Dès le second jour que nous fumes en mer, nous perdîmes de vue le vaisseau le Jonge Lieven, dont le capitaine étoit convenu avec moi de faire route de compagnie ; mais comme il étoit beaucoup meilleur voilier que le vaisseau que je commandois, il nous eut bientôt devancé.

Le 17, à cinq heures après-midi, nous vîmes une éclipse du soleil, dont nous n’avions cependant pu observer le commencement, parce que le ciel étoit alors couvert d’épais nuages ; et la fin nous en fut également invisible, à cause du coucher de cet astre, un quart après six heures.

Nous faisions agréablement route par le vent alisé de sud-est, qui nous chassoit rapidement ; et le 28 novembre nous passâmes le tropique du Capricorne au sud. D’après notre estime, nous nous trouvions déjà le 7 décembre à la hauteur de l’île de Madagascar. Nous apperçûmes aussi des signes de terre, et courûmes par l’ouest au sud, jusque par le 34½° ; de là nous dirigeâmes à l’ouest, pour éviter le banc des Aiguilles.

Consigne écrite 1 -
Recopiez le passage du récit de traversée qui commence à « Dès le second » et se termine à « eut bientôt devancé. », en substituant « commandant » à « capitaine ».
Consigne écrite 2 -
Selon le récit de traversée, à quelle date le navire franchit-il le tropique du Capricorne ?

Documents fournis -

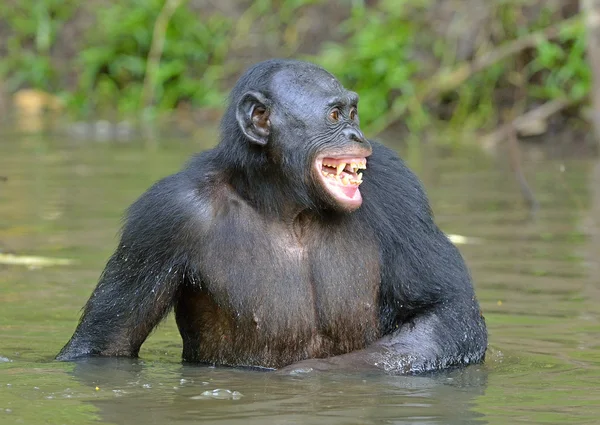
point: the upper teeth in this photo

Réponse attendue 1 -
Dès le second jour que nous fumes en mer, nous perdîmes de vue le vaisseau le Jonge Lieven, dont le commandant étoit convenu avec moi de faire route de compagnie ; mais comme il étoit beaucoup meilleur voilier que le vaisseau que je commandois, il nous eut bientôt devancé.

Réponse attendue 2 -
Le 28 novembre.